== List of tasks ==
a) From the blog post, copy the part starting at "My life doesn't" and ending at "another two weeks.".
b) In the blog post, when does Dee leave for her two weeks of duty on the west coast?
c) Continue the blog post from its last sentence.

== Excerpted passage ==
------------------------------------------------------------------------
My life doesn't just include watching cats and so on. The past ten days (starting Memorial Day Weekend) has been busier than usual. Not just physically busy but mentally busy with many
interruptions.
1. We still don't know what Dee is doing or when. She finally got orders for her two weeks of duty on the west coast. She leaves at 5 a.m. June 7. She will return late June 29. Then we aren't sure when she leaves for her deployment - it should be within another two weeks.
2. Margaret's family was here to wrap up her loose ends. They turned out to be looser than one would have imagined. She had not only a two story house and basement packed floor to ceiling with stuff but 6-9 sheds. I've heard different numbers. We were perfect ambassadors in all ways. We were helpful and cheerful as they piled the junk in the yard and spilled over to our yard. We helped them advertise their yard sale and we were nice - almost too nice. Others tried to help too - churchmembers hauled away truckloads of items and trash. It barely made a dent. When the family headed south, leftover items, garbage and boxes were stacked against our house and strewn over the rental property. We moved it back onto the other property and someone came and stacked it neatly, as if to take it away. BUT, so far no one has taken it away. It smells bad, has flies buzzing all around and is the end of a truly awful movie!
I have tried to capture some of the horror but alas, smell-
ivision doesn't exist! We now wish we had taken pictures of the sale - it looked almost the same - ONLY MESSIER!
The report from a semi-reliable source is that the family didn't sell the items that they considered treasures. They fought over them and divided them amongst themselves, locking them behind closed doors to keep others from stealing the precious objects. The fact of the matter is - it was all JUNK. Dirty, old junk collected from dumpsters and yards. Dirty old junk that sat in a house, piled to the ceiling, piled in the basement, piled in sheds. Their precious objects - JUNK. The items in the yard sale - JUNK. The aftermath - JUNK. They even stripped the car. They gave away many cans of food - some swollen and rusted. We joked that Margaret was making her own
bo-
tox and was really 170 years old and that she was planning germ warfare as a defense in the impending end-times.
One thing the family wouldn't part with was Margaret's home-canned items. I know what she canned. Old, half-rotten fruit and vegetables she got from area dumpsters that laid in boxes half on our property, stinking until she took them inside. They were VERY careful to put those aside, sternly affirming, "Momma canned that food for us. We're taking it with us." Unbelievable. Tales were told later by non-family members (friends?) that some of the jars were more than ten years old. There is a story of Margaret eating food from these jars and sharing it with Melissa, her developmentally disabled daughter, and them both getting sick - Melissa not able to make it to the bathroom and so on.
------------------------------------------------------------------------
== Data ==
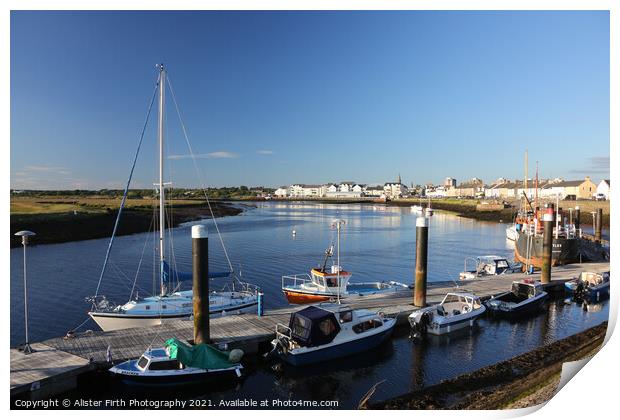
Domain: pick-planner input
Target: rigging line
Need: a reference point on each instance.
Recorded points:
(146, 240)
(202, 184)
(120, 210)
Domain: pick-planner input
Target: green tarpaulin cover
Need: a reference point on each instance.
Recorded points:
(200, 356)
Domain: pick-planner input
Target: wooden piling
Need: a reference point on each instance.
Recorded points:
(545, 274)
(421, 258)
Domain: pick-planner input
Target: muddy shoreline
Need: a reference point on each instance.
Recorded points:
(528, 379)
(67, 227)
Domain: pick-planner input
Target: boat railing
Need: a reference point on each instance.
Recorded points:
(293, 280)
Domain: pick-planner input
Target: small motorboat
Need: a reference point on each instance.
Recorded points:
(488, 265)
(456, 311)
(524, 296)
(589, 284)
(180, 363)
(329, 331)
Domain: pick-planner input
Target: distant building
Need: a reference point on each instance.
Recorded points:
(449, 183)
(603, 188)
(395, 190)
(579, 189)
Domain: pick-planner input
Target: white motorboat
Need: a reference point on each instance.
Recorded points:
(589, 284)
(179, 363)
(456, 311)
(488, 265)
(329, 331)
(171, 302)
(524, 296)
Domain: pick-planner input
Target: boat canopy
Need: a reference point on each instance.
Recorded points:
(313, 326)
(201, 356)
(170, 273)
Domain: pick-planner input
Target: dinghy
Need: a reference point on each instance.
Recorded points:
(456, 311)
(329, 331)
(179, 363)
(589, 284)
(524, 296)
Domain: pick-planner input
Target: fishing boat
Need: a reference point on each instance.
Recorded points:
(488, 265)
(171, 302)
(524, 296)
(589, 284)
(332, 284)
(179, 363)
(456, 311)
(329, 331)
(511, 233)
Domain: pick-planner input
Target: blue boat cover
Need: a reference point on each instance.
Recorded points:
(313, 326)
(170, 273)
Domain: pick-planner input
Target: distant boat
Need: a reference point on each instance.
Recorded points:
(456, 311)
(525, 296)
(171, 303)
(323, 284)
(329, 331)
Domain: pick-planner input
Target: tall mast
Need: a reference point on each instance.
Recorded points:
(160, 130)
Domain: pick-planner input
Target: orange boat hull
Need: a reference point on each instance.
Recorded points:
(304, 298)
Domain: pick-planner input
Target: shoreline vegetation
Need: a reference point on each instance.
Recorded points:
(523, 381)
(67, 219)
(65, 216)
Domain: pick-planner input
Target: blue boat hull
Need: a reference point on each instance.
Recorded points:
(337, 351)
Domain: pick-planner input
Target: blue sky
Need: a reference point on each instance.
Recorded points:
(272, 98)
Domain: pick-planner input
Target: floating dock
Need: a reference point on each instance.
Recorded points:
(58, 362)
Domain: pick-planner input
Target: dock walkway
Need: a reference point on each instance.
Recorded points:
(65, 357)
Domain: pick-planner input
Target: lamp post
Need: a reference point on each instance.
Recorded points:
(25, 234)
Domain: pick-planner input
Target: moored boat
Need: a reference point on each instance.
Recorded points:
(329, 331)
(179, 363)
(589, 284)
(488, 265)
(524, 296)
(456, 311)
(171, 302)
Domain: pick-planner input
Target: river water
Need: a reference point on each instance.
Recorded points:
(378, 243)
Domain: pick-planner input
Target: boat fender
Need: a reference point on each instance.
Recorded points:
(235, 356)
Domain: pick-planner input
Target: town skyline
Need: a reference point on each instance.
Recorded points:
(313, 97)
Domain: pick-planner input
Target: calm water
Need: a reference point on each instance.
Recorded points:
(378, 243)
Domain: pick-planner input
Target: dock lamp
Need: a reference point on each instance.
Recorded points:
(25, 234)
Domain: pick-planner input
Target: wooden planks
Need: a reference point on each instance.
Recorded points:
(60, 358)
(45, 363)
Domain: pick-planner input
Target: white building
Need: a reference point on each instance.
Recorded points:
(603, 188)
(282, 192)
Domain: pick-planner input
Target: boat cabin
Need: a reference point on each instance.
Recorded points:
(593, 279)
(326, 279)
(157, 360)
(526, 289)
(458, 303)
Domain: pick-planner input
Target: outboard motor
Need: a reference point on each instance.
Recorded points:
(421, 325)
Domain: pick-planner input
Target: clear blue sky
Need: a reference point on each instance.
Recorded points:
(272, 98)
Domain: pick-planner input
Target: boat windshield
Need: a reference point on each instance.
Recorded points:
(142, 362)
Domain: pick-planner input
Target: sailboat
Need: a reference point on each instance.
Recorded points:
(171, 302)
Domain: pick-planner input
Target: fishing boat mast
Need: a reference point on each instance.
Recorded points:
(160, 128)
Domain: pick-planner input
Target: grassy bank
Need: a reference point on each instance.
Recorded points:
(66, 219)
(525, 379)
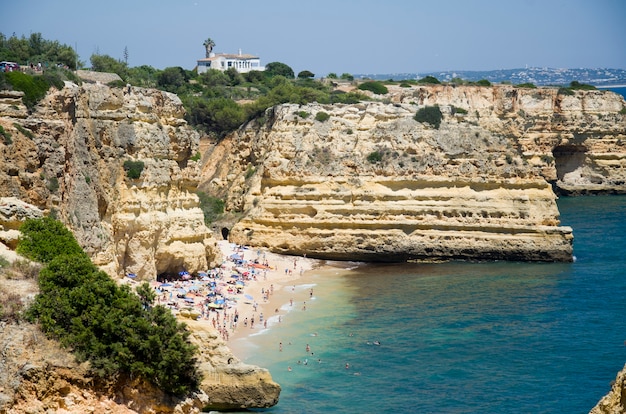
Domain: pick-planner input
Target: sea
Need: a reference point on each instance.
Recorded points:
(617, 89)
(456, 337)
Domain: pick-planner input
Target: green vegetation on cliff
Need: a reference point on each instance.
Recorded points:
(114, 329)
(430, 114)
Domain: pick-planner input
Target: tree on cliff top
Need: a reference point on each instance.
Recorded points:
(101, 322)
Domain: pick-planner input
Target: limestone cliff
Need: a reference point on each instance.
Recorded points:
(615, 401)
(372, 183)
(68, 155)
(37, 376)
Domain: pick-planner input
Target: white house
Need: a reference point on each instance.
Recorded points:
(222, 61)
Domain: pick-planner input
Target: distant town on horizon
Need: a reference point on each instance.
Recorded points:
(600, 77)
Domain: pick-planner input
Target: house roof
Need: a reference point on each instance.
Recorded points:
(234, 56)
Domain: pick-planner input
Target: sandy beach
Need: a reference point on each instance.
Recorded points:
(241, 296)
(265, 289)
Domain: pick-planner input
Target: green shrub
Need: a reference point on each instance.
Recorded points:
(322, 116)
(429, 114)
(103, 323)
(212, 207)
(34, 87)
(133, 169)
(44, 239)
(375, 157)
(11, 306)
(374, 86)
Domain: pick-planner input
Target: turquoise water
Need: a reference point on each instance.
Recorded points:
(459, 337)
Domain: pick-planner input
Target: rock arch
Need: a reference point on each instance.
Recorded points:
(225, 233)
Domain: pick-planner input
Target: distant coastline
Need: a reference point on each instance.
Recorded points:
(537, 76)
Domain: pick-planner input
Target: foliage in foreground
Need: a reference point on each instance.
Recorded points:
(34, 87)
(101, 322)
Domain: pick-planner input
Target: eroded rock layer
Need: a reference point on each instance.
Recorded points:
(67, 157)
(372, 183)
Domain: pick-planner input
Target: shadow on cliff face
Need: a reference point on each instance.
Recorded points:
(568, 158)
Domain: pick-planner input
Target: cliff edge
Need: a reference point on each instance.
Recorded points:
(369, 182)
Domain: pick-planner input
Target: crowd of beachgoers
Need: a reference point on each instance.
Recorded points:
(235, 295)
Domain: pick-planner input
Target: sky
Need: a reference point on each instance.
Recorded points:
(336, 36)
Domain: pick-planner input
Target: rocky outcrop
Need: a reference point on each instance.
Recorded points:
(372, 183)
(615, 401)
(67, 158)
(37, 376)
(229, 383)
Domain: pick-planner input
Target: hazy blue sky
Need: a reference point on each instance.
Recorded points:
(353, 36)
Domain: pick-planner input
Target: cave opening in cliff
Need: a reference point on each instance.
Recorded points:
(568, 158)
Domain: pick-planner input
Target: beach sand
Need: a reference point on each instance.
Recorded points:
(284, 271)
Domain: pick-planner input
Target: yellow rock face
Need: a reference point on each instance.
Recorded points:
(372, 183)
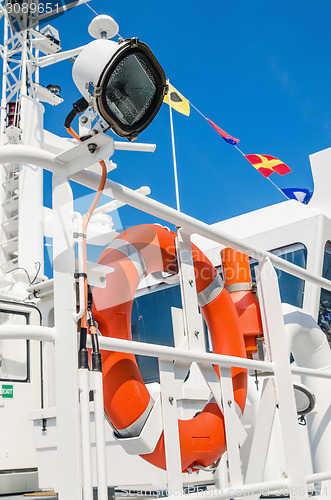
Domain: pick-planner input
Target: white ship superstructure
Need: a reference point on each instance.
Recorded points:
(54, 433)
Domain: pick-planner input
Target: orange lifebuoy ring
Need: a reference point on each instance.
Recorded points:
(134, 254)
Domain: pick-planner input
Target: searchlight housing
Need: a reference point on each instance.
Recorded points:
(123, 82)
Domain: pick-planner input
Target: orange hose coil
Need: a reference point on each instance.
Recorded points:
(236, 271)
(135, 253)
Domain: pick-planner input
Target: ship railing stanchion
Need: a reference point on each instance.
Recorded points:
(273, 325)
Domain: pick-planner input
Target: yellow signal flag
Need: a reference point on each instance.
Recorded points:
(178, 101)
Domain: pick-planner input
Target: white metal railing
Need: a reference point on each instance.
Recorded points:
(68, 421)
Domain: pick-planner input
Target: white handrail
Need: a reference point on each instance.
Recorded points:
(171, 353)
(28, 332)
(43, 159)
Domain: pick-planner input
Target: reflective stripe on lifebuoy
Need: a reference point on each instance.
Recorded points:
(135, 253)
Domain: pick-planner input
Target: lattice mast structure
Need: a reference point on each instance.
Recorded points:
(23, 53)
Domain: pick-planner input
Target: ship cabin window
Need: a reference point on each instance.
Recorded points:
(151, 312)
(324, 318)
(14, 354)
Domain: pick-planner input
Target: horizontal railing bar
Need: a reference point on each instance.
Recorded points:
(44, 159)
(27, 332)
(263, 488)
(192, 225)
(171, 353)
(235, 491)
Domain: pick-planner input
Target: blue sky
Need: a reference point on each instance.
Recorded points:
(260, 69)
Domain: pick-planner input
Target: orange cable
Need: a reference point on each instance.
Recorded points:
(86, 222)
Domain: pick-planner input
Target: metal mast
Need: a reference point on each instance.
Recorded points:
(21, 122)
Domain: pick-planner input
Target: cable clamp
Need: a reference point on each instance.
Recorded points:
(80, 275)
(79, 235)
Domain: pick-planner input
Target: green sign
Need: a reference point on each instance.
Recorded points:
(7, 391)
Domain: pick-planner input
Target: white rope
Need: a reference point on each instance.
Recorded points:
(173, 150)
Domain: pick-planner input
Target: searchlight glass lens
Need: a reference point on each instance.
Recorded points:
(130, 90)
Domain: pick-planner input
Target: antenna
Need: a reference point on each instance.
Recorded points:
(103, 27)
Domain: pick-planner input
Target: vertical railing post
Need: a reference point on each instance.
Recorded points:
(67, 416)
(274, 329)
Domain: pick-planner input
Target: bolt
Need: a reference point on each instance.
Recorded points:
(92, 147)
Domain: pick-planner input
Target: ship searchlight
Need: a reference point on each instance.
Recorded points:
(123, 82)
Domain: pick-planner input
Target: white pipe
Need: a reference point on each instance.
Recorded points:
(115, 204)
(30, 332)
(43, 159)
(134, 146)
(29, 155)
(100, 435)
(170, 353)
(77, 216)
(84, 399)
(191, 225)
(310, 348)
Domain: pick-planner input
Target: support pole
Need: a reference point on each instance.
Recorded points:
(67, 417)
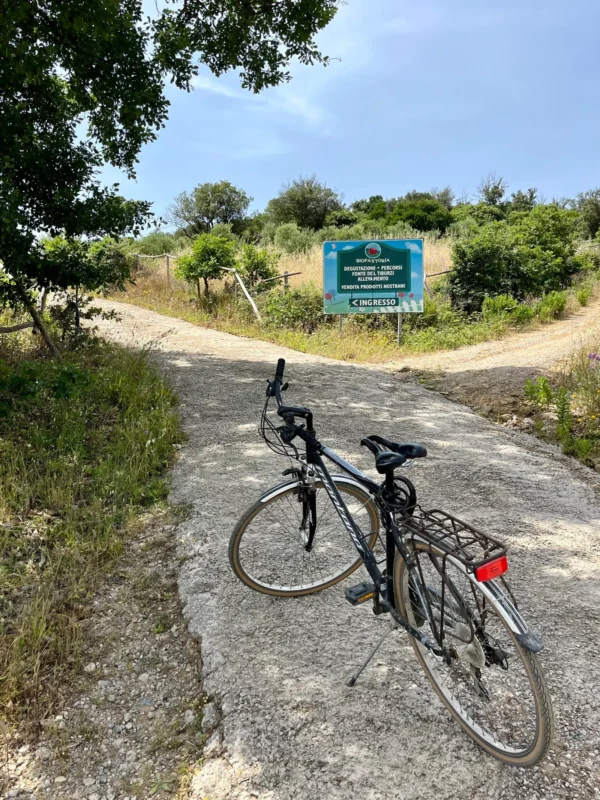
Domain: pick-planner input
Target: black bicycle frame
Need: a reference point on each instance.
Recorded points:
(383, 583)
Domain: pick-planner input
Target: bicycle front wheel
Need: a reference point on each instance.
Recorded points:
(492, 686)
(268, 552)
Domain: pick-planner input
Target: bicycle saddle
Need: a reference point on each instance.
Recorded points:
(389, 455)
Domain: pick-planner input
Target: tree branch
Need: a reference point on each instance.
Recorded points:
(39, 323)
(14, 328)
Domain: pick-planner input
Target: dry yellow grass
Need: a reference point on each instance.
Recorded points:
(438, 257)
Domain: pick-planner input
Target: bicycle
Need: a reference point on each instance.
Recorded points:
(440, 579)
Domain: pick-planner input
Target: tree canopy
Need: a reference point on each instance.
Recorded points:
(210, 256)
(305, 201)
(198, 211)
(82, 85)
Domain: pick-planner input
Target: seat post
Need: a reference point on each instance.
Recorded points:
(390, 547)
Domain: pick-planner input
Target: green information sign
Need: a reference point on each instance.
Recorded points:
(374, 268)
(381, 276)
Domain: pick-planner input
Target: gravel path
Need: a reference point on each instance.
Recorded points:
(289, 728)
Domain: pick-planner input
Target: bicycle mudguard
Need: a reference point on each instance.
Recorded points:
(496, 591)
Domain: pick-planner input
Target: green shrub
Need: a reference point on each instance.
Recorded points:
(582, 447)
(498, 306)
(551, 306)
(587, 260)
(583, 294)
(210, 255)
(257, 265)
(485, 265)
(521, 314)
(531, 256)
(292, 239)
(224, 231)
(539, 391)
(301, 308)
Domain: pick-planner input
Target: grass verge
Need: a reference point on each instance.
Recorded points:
------------------------------------------------------------------------
== Answers in order ==
a)
My life doesn't just include watching cats and so on. The past ten days (starting Memorial Day Weekend) has been busier than usual. Not just physically busy but mentally busy with many
interruptions.
1. We still don't know what Dee is doing or when. She finally got orders for her two weeks of duty on the west coast. She leaves at 5 a.m. June 7. She will return late June 29. Then we aren't sure when she leaves for her deployment - it should be within another two weeks.

b) At 5 a.m. on June 7.

c)
We felt for Melissa and hope she'll be okay. Of course, they left behind her medicine to prevent a blood clot while she heals from the accident and surgery so we don't feel real good about all of it. We have a walk-in shower and they brought her over in a wheelchair to bathe her once last week. We sent her off with a copy of
The Adventures of Milo and Otis and
Charlie and the Chocolate Factory (which she loves). They rented a truck and a trailer but also drove a car that had a DVD player. We tried to be genuinely nice and patient with all involved but admit to hiding in the house and coming and going carefully as the drama continued.
They left at 2:30 a.m. Thursday night and piled boxes and trash against our house in a final aggravating action. Dee was awake at 4:30 Friday and urged me out the door at 5:00 to inspect and help move all the items onto the driveway adjacent to our property. Puhleez! It was clear a few items got left because they simply didn't fit into the big truck.
The mess, the intrusion, the stories, the shouting, the aftermath - all of this has truly disrupted our lives. We live quietly in our house. It's peaceful and not too cluttered. Everyone struggles with clutter. For Margaret, it was a sickness - a sickness that evidently spread to her sister and children. The only one who didn't seem to share the disease was her namesake who is 22 years old and was tough throughout the whole thing, managing the yard sale and enduring all the sorting through the
junk piles and squabbling.
And now, it really is over, except for the remaining garbage which the landlord must now manage. Margaret has truly left the building.